▸ **Exercise goal**
Read the lines below. Copy out any that hold the string "bird".

====== Data section ======

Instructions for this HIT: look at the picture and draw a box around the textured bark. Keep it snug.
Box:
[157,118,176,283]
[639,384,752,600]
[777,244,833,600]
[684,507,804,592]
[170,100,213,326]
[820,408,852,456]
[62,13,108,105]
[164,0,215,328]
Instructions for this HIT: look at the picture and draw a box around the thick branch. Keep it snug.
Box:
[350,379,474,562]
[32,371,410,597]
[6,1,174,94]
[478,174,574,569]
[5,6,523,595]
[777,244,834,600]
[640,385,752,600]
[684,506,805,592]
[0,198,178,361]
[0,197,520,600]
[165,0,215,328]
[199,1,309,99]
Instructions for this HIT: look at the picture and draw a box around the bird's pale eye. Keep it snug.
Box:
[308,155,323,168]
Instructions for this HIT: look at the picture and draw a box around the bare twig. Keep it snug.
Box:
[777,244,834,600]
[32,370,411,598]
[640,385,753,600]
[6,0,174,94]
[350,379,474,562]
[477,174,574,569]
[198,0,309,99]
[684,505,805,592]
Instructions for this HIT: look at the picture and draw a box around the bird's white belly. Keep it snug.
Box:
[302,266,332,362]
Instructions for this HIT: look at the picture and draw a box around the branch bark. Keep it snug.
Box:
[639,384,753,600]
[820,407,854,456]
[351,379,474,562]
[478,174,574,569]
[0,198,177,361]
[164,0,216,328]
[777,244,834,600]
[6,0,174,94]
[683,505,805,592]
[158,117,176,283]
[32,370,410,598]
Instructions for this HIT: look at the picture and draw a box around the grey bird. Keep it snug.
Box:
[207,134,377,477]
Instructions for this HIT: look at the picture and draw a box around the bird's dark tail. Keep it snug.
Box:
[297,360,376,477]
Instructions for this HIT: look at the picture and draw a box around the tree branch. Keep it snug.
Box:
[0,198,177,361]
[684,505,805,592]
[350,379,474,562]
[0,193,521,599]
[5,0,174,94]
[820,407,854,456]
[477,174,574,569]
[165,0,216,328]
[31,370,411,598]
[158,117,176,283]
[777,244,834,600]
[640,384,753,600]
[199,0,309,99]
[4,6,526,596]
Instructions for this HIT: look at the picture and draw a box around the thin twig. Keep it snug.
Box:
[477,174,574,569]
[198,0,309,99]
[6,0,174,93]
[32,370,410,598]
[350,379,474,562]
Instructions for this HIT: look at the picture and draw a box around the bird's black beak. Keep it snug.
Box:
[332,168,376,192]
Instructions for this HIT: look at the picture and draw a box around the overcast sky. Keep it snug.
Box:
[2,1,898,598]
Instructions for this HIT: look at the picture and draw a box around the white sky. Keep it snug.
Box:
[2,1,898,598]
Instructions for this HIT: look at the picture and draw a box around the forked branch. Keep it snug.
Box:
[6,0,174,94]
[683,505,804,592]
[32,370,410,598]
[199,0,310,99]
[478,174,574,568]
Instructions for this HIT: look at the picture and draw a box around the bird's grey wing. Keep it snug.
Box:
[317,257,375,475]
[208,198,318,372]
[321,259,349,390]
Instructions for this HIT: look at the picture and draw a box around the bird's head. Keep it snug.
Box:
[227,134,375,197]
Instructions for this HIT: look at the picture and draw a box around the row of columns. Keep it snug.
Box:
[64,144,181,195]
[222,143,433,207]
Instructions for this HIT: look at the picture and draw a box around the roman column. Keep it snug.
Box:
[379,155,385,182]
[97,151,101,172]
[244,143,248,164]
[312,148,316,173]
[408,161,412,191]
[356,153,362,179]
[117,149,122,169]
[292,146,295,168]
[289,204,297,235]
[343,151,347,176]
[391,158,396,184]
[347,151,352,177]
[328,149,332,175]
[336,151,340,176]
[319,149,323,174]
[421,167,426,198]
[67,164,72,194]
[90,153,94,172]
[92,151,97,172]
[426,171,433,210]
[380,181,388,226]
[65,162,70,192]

======

▸ **Expected output**
Instructions for this HIT: look at the picture and draw a box around the bird's pale eye. Keep it snug.
Instructions for this HIT: look at the picture and draw a box around the bird's white belly. Keep it snug.
Instructions for this HIT: look at the picture and draw a box around the grey bird. Keep it snug.
Instructions for this HIT: look at the picture and draw a box around the bird's dark tail. Keep it snug.
Instructions for this HIT: look at the picture and draw a box around the bird's black beak. Keep it snug.
Instructions for this HIT: look at the picture and draw a box around the bird's grey wing. Keep it snug.
Instructions for this HIT: look at the picture and draw a box around the bird's head. Keep it snug.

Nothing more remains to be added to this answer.